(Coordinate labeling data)
<<<<

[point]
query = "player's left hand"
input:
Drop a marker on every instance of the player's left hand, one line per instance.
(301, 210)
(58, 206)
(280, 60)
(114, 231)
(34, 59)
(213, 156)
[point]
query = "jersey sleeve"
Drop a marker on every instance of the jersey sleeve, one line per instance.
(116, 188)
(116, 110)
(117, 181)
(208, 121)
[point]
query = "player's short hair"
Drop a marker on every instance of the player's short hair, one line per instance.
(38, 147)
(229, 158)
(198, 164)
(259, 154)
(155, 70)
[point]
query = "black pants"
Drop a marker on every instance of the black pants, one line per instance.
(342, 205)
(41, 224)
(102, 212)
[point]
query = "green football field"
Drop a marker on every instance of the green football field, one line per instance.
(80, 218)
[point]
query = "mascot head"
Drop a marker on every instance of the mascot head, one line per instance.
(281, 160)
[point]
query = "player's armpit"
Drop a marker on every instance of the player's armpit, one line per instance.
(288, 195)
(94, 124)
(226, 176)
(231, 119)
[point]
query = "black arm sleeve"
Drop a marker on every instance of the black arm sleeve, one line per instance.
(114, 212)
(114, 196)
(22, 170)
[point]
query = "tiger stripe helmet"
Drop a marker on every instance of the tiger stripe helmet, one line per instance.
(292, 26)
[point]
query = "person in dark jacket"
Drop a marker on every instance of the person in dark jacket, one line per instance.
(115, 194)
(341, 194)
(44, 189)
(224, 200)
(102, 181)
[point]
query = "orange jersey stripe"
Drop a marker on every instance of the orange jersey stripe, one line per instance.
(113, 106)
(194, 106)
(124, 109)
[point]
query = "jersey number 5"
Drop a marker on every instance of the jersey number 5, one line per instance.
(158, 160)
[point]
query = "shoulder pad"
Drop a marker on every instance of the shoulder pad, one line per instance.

>>>>

◆ **SET TASK**
Output the data above exactly, please, line for line.

◆ **FINAL RESULT**
[point]
query = "player's left hand"
input:
Drop a marker on every instance of the player's left hand, one line per instance.
(301, 210)
(58, 206)
(280, 60)
(114, 231)
(34, 59)
(213, 156)
[point]
query = "jersey sleeve"
Drop a marker on every instance of the jersey sleeve, one line per instance.
(116, 188)
(116, 110)
(117, 181)
(208, 121)
[point]
query = "player's short hair"
Drop a marker on every instance of the player's short hair, one line per instance.
(38, 147)
(229, 158)
(198, 164)
(259, 154)
(155, 70)
[point]
query = "black pants"
Drop a marker on every instance of the black pants, one line per instance.
(342, 205)
(41, 224)
(102, 212)
[point]
query = "green football field"
Drop a marker on every instance of the green football field, one line per instance.
(80, 218)
[point]
query = "mascot head"
Drop a marker on every instance of the mascot head, one line per instance.
(281, 160)
[point]
query = "player's armpit"
Drop a marker on every instance of the player's armpit, one line per instance.
(288, 195)
(94, 124)
(226, 176)
(231, 119)
[point]
query = "black arm sleeve"
Drop a marker on every instance of the black arm sleeve, one line per instance.
(114, 212)
(114, 196)
(22, 170)
[point]
query = "tiger stripe helmet"
Drop a marker on every instance of the tiger stripe helmet, one line per instance.
(292, 26)
[point]
query = "person in dark jacket"
Drop a marker on every instance of the person in dark jacket, one line per instance.
(115, 194)
(341, 194)
(44, 189)
(224, 200)
(102, 181)
[point]
query = "orange jersey stripe"
Drop a marker on every instance of the orange jersey stripe, one line per instance.
(113, 106)
(194, 106)
(124, 109)
[point]
query = "jersey number 5"
Drop a marker on every instance of the jersey number 5, one line per instance.
(158, 160)
[point]
query = "shoulder pad"
Drop a marker on every instance of the shoulder pad, one line per instance.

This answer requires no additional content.